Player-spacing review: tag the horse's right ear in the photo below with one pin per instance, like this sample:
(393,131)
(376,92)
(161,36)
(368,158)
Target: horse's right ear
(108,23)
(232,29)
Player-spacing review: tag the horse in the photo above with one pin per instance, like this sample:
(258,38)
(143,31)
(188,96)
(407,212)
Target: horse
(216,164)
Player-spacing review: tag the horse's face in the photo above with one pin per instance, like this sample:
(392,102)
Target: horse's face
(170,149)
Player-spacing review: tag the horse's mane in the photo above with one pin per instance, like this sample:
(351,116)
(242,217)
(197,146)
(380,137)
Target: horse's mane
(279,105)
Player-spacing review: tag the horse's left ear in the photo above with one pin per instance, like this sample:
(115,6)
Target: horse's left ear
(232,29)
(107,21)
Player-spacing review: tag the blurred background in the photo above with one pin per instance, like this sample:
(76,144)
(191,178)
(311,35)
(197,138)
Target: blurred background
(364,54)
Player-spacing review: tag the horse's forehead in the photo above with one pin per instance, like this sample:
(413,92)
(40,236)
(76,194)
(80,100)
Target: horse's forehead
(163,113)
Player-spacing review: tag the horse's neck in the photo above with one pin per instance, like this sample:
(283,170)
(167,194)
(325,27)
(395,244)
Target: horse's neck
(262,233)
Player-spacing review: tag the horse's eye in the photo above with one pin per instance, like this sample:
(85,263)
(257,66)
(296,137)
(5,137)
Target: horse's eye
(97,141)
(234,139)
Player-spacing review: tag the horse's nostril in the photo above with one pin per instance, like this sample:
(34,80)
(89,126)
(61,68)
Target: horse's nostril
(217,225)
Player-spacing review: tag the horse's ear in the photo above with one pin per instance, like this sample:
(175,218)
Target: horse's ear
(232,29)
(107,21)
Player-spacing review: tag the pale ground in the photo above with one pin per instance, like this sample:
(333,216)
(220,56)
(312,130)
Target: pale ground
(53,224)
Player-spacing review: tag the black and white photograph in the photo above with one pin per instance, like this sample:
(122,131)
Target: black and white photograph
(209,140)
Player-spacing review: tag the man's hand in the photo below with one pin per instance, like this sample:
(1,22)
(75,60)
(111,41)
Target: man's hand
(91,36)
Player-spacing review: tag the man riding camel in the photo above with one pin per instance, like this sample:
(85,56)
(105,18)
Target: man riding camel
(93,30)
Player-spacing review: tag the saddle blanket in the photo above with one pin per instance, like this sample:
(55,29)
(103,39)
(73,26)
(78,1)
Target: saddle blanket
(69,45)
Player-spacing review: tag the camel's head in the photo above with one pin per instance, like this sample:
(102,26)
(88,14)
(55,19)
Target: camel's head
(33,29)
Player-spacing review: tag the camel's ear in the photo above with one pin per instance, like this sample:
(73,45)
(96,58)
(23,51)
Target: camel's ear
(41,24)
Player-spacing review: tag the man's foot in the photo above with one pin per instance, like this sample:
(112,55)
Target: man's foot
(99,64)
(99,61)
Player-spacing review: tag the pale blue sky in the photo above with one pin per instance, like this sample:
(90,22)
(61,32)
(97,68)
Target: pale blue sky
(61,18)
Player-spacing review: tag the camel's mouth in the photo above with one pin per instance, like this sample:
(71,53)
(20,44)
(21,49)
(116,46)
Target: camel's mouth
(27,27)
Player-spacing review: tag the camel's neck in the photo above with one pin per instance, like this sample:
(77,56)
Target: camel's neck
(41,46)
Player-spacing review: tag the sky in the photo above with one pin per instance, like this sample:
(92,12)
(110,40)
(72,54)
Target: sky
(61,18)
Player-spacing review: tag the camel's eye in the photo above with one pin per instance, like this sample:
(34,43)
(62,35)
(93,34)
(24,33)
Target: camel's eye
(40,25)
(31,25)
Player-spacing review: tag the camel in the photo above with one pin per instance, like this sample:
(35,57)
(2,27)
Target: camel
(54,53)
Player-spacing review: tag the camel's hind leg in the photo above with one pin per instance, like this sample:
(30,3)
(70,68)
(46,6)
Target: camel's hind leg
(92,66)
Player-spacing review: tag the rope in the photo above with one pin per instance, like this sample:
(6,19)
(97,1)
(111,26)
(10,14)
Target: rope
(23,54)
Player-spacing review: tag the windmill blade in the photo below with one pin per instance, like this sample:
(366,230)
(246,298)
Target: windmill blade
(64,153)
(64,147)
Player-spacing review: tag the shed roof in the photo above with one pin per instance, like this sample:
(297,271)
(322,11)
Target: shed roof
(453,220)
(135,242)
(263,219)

_____

Copy out, unchanged, every line from the one containing "Player-spacing review: tag the shed" through the last line of the items.

### Result for this task
Player-spacing review: tag the shed roof in the photo above with one pin per instance, like this sample:
(297,271)
(322,11)
Target: shed roof
(453,220)
(135,242)
(263,219)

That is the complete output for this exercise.